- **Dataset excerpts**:
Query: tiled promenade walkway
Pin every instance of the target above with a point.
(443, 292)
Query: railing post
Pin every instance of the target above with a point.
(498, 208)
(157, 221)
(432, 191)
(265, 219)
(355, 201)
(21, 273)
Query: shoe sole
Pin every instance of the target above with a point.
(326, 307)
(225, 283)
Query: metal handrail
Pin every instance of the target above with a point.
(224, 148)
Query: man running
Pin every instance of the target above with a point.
==
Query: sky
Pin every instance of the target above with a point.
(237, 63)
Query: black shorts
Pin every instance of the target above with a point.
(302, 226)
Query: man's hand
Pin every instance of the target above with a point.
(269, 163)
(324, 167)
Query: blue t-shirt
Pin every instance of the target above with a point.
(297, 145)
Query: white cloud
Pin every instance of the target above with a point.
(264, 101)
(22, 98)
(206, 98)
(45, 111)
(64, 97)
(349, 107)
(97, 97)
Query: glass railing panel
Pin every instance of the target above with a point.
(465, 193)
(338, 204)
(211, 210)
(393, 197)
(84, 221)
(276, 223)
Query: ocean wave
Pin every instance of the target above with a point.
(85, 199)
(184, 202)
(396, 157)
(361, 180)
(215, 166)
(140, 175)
...
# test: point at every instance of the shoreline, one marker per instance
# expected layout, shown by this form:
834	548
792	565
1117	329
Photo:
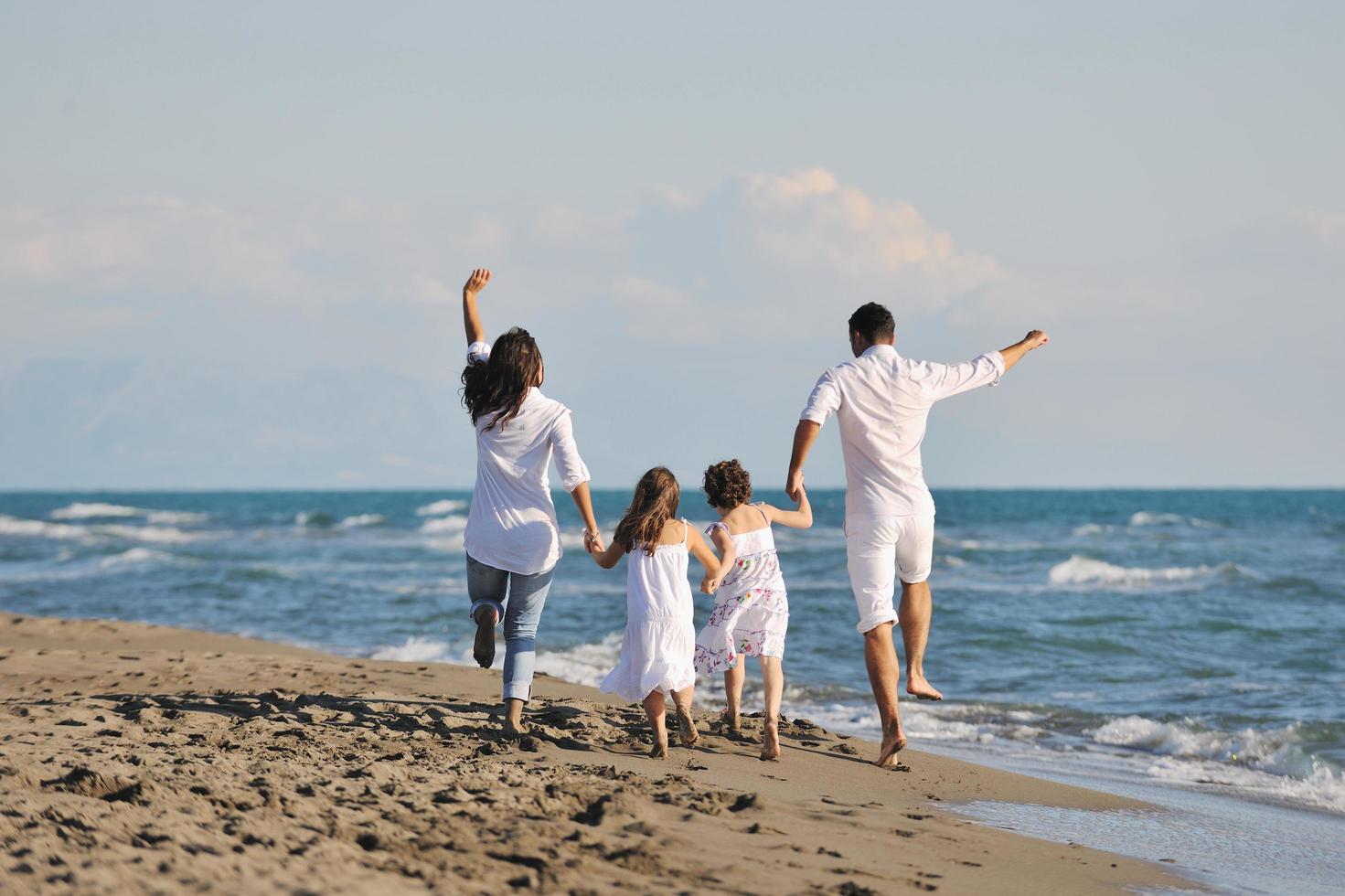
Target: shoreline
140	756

- **What to do**: Show the lines of the records that include the string "railing".

- **Output**:
Query: railing post
Query: glass railing panel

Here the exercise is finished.